Reproduce every one of the records below word for word, leaving nothing out and changing nothing.

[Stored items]

═══

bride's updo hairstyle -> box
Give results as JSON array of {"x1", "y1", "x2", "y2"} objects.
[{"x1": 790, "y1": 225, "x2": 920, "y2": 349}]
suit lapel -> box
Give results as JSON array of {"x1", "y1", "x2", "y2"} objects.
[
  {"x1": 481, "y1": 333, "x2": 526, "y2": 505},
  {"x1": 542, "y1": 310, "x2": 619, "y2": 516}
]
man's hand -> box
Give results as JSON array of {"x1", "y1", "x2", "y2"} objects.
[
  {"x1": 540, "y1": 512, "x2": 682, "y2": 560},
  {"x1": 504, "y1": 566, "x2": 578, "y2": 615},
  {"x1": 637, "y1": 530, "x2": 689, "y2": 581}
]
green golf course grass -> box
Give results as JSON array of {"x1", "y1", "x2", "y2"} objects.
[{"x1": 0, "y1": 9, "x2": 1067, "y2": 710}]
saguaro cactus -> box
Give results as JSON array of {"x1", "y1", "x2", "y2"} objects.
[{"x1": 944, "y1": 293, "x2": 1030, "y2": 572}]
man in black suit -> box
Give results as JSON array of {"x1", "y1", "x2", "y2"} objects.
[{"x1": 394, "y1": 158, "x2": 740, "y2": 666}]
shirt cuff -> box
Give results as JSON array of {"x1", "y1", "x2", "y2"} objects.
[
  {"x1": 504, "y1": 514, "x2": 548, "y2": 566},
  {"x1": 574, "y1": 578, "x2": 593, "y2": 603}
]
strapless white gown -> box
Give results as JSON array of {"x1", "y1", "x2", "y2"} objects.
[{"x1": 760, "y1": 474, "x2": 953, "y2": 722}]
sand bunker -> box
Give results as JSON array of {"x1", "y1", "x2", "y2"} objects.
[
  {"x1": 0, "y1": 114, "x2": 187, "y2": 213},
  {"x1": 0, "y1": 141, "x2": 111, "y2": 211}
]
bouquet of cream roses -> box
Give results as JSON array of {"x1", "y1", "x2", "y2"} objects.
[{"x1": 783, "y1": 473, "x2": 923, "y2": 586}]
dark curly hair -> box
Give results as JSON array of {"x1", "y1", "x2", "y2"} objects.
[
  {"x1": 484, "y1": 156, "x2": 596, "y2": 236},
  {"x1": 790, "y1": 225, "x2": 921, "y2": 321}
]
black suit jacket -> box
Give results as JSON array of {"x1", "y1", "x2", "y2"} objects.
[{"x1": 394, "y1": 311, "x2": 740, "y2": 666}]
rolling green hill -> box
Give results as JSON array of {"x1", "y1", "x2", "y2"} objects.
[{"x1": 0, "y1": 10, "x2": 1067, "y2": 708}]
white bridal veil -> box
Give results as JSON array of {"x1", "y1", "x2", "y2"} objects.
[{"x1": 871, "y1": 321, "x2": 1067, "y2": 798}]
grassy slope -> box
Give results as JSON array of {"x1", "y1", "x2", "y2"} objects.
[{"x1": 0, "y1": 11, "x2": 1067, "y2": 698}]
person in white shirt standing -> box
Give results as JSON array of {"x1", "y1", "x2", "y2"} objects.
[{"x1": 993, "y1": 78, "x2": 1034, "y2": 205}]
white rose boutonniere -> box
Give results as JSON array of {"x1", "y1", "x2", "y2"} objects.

═══

## ANSWER BELOW
bride's updo hairstyle -> box
Give results as JSON array of {"x1", "y1", "x2", "y2"} objects.
[{"x1": 790, "y1": 225, "x2": 920, "y2": 349}]
suit lapel -> box
Give results as JSON array of {"x1", "y1", "x2", "y2"} objects.
[
  {"x1": 481, "y1": 333, "x2": 526, "y2": 505},
  {"x1": 542, "y1": 310, "x2": 619, "y2": 516}
]
man's hand -> box
Give results as JSON array of {"x1", "y1", "x2", "y2"} objects.
[
  {"x1": 540, "y1": 512, "x2": 682, "y2": 560},
  {"x1": 504, "y1": 566, "x2": 578, "y2": 615},
  {"x1": 637, "y1": 530, "x2": 689, "y2": 581}
]
green golf course grass -> box
Give results as JSON array of {"x1", "y1", "x2", "y2"} objects.
[{"x1": 0, "y1": 9, "x2": 1067, "y2": 710}]
saguaro cactus -> box
Give results as JSON array of {"x1", "y1", "x2", "y2"} objects.
[{"x1": 944, "y1": 293, "x2": 1030, "y2": 572}]
man in black suit -> box
Give results as JSON array of {"x1", "y1", "x2", "y2"} objects.
[{"x1": 394, "y1": 158, "x2": 740, "y2": 666}]
shirt cuff -> box
Give results as JSON array of {"x1", "y1", "x2", "y2"} objects.
[
  {"x1": 504, "y1": 514, "x2": 548, "y2": 566},
  {"x1": 574, "y1": 578, "x2": 593, "y2": 603}
]
strapless white gown -> box
Give results as JSON array of {"x1", "y1", "x2", "y2"} objects.
[{"x1": 760, "y1": 474, "x2": 953, "y2": 722}]
sand bunker -> box
Give results as JSON array of {"x1", "y1", "x2", "y2"} objects.
[
  {"x1": 0, "y1": 114, "x2": 187, "y2": 213},
  {"x1": 0, "y1": 141, "x2": 111, "y2": 211}
]
bouquet of cream roses -> box
Give results as JSON array of {"x1", "y1", "x2", "y2"} objects.
[{"x1": 783, "y1": 473, "x2": 923, "y2": 586}]
dark curly hair -> box
Give results as JSON array of {"x1", "y1", "x2", "y2"} objects.
[
  {"x1": 484, "y1": 156, "x2": 596, "y2": 236},
  {"x1": 790, "y1": 225, "x2": 921, "y2": 321}
]
black suit jacket -> box
Give results as JSON array of {"x1", "y1", "x2", "y2"} objects.
[{"x1": 394, "y1": 311, "x2": 740, "y2": 666}]
rolling green hill -> box
Give results as JSON array of {"x1", "y1", "x2", "y2"} objects.
[{"x1": 0, "y1": 10, "x2": 1067, "y2": 708}]
white bridal veil -> box
Give results as JSON array of {"x1", "y1", "x2", "y2"} objects.
[{"x1": 871, "y1": 321, "x2": 1067, "y2": 798}]
grassy slope -> box
Give results as JSON array of {"x1", "y1", "x2", "y2"} objects.
[{"x1": 0, "y1": 11, "x2": 1067, "y2": 698}]
person in white shirt standing -> box
Give results as JSON array of {"x1", "y1", "x2", "y2"} objects.
[{"x1": 993, "y1": 78, "x2": 1034, "y2": 205}]
white rose boutonniere -> box
Give results as JSON array of {"x1", "y1", "x2", "y2"} objects.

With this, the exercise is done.